* Requirement: Each line of the data holding "below" should be found and copied.

Material for the task: Begin

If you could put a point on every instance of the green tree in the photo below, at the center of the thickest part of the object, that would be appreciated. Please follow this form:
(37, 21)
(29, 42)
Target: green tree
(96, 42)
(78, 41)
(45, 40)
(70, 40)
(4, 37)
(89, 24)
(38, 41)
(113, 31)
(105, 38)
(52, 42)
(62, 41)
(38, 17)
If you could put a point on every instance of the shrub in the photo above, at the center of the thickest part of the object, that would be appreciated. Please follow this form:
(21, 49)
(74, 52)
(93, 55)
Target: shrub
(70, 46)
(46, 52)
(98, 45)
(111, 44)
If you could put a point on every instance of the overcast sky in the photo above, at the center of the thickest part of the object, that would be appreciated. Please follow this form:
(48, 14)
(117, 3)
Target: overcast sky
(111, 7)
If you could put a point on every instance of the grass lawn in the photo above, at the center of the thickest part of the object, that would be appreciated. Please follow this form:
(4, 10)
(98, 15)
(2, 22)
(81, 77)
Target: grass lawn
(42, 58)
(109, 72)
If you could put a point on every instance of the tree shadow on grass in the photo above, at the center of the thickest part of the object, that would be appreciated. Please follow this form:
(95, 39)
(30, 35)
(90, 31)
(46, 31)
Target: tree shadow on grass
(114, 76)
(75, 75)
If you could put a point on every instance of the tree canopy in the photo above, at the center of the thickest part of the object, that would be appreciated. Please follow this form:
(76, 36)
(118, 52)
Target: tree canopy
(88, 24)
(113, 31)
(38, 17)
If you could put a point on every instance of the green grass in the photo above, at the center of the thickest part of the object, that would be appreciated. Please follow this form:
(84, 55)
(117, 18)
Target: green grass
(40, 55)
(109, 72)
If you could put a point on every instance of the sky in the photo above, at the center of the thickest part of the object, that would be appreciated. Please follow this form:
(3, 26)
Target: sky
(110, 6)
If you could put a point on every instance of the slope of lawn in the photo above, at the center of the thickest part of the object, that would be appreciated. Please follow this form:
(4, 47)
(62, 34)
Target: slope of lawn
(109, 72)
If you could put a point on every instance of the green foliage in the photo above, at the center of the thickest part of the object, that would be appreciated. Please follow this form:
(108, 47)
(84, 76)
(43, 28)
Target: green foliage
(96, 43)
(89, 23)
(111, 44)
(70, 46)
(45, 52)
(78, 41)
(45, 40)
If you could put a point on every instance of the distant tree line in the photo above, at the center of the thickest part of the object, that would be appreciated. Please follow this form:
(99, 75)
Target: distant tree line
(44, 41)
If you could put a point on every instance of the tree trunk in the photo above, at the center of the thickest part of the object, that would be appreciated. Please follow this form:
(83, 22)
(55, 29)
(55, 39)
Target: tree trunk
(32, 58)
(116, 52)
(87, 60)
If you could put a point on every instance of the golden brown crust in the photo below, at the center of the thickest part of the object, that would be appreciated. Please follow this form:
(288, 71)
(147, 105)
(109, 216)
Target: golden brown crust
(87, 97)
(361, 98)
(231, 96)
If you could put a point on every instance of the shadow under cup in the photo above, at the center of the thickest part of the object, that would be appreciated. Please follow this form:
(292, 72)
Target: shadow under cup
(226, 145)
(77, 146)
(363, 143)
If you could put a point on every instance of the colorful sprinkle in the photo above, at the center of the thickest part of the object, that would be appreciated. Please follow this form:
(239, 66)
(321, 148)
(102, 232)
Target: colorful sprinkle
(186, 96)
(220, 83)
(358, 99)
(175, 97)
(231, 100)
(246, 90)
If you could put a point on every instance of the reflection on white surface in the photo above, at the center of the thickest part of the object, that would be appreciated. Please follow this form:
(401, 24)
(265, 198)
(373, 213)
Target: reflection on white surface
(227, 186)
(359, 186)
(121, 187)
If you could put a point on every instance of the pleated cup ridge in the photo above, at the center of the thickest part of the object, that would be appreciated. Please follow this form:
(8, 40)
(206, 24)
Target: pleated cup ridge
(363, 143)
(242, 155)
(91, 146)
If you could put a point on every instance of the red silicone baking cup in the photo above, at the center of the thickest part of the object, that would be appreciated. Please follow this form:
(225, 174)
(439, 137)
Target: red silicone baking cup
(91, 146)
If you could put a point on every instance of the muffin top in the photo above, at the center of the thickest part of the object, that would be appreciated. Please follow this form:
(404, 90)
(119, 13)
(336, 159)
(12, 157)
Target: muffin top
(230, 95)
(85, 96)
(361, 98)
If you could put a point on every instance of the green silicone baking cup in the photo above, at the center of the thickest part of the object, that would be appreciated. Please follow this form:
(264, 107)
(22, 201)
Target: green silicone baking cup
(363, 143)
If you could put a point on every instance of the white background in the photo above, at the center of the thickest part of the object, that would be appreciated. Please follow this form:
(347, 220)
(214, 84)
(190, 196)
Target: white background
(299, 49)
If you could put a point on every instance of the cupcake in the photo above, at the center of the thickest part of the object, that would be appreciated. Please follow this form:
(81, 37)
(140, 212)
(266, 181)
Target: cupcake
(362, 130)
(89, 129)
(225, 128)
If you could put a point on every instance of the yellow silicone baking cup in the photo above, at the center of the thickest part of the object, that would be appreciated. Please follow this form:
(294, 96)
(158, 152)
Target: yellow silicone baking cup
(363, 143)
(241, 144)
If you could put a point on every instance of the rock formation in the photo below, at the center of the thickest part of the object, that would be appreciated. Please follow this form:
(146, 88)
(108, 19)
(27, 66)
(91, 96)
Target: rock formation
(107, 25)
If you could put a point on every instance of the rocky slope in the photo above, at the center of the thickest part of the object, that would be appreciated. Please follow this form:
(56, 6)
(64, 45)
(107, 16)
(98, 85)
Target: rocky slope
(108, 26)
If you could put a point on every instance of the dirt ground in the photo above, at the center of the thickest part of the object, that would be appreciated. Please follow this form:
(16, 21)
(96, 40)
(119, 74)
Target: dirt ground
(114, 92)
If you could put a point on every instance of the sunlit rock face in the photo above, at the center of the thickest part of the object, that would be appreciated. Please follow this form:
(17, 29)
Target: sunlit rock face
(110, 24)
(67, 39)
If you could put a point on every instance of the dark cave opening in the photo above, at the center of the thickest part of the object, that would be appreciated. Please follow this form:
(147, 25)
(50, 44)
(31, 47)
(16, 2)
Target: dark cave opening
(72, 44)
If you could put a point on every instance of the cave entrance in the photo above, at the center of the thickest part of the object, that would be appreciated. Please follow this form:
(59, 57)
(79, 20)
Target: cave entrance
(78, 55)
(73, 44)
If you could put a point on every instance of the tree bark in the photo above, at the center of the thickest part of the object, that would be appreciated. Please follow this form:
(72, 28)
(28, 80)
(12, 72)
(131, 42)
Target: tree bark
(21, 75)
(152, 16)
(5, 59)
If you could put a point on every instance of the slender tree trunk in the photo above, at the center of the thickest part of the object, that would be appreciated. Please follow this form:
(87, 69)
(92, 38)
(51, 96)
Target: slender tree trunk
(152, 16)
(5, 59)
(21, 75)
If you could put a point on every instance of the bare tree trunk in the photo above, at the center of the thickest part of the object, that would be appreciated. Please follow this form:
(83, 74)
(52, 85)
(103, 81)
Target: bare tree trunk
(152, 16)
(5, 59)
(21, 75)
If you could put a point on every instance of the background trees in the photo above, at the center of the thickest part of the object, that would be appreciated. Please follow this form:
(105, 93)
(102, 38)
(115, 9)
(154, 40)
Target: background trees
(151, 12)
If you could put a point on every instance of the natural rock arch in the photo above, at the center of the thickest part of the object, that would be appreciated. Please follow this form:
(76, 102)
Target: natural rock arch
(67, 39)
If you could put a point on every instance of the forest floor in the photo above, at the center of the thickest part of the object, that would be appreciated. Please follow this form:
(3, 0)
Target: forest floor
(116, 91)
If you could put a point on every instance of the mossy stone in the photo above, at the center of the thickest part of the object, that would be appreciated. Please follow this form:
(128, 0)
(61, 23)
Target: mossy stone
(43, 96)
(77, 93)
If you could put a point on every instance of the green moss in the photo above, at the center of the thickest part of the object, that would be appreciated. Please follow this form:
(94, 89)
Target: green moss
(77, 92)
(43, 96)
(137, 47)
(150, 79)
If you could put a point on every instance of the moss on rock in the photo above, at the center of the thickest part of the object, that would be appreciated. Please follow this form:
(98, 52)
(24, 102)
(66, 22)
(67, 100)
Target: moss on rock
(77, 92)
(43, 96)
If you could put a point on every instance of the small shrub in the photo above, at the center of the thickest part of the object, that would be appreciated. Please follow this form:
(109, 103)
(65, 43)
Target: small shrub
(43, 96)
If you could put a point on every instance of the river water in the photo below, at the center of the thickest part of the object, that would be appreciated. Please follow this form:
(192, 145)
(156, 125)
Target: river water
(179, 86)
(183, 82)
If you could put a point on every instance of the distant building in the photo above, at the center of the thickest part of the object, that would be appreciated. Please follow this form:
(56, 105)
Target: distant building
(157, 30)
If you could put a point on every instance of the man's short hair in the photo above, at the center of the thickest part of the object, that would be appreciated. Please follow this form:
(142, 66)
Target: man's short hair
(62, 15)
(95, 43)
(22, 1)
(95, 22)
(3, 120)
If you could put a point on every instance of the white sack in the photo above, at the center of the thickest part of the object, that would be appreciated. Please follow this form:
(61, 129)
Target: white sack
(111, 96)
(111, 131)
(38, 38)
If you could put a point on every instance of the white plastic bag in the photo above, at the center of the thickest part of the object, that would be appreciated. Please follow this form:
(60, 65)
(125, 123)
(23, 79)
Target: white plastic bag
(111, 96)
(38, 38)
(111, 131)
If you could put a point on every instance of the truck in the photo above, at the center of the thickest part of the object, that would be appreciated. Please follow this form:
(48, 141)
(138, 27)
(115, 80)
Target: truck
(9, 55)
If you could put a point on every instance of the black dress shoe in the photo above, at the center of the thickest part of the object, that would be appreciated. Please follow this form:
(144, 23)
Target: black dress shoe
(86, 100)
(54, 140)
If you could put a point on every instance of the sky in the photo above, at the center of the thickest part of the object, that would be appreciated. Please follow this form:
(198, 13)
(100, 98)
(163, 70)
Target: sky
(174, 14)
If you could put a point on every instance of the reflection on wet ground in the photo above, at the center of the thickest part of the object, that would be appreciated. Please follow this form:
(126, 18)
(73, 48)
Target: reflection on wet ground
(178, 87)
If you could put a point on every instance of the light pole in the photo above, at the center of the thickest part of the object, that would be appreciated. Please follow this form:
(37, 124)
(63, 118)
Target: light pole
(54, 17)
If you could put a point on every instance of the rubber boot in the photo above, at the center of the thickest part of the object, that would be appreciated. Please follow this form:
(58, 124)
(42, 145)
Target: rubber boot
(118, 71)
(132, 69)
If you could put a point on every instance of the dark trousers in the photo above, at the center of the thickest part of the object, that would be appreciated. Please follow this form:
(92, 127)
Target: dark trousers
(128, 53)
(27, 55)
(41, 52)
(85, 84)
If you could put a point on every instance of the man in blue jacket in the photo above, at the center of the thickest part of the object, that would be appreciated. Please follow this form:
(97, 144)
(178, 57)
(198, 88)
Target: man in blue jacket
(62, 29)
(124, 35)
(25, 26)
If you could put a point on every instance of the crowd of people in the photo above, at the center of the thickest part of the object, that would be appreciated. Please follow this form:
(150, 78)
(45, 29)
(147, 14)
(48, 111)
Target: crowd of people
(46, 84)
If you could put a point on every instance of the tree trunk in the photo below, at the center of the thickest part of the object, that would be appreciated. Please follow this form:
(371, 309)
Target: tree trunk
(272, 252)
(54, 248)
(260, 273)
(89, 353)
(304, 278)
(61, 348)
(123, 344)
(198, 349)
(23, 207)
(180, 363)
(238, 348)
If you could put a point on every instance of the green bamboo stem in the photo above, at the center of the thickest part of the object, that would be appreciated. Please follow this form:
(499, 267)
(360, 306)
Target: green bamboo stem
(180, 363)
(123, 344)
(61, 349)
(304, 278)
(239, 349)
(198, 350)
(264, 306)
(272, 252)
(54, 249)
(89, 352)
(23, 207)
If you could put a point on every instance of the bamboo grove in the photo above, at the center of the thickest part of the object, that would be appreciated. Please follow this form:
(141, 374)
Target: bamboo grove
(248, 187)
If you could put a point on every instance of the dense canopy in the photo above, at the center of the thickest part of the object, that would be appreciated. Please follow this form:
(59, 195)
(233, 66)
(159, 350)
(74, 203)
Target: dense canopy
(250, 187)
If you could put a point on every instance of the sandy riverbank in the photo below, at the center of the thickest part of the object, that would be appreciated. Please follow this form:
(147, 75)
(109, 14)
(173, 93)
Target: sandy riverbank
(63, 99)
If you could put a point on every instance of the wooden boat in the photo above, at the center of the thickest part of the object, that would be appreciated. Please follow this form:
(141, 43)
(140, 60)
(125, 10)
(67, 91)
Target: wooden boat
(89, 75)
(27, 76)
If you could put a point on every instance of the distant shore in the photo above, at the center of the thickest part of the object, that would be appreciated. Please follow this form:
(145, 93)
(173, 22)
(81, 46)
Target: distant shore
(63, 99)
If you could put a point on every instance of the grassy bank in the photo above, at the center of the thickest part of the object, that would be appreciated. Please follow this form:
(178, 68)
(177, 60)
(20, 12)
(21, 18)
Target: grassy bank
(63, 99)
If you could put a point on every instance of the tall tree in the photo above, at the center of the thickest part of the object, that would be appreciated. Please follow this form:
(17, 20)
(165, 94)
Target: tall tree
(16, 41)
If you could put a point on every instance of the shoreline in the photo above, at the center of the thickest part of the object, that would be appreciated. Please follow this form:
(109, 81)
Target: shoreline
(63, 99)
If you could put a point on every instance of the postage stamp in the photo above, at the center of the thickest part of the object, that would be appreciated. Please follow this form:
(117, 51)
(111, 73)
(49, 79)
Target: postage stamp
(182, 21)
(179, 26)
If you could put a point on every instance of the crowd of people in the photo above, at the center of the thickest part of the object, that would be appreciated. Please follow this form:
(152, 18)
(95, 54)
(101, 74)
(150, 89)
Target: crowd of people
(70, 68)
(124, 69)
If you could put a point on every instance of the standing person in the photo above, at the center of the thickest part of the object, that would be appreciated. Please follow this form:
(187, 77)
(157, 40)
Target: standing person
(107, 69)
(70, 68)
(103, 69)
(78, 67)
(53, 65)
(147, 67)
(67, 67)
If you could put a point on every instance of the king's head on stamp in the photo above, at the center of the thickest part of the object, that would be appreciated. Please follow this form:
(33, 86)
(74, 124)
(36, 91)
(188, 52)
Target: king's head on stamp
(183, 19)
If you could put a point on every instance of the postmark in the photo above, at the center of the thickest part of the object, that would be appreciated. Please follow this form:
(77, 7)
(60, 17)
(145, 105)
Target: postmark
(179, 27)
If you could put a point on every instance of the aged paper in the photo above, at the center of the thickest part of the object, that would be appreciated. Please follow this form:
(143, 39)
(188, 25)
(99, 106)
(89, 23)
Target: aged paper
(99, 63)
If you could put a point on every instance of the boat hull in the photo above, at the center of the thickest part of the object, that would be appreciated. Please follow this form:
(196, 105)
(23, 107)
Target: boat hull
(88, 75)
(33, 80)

Material for the task: End

* Solution to this exercise:
If you could put a point on every instance of the green tree in the photo below, at the center of the thickest part of the object, that would be appreciated. Please follow this form:
If you could put a point on every instance of the golden brown crust in the photo below, at the center of the thickest part of the object, that would be appreciated. Please follow this form:
If you could put a point on every instance of the rock formation in the photo below, at the center of the thickest part of the object, that would be appreciated. Please follow this form:
If you could put a point on every instance of the river water in the photo below, at the center of the thickest part of the object, that would be appreciated. Please follow this form:
If you could put a point on every instance of the tree trunk in the photo below, at the center of the thickest part of the object, that would be appreciated. Please follow this form:
If you could put a point on every instance of the sandy riverbank in the photo below, at the center of the thickest part of the object, that would be appreciated. Please follow this form:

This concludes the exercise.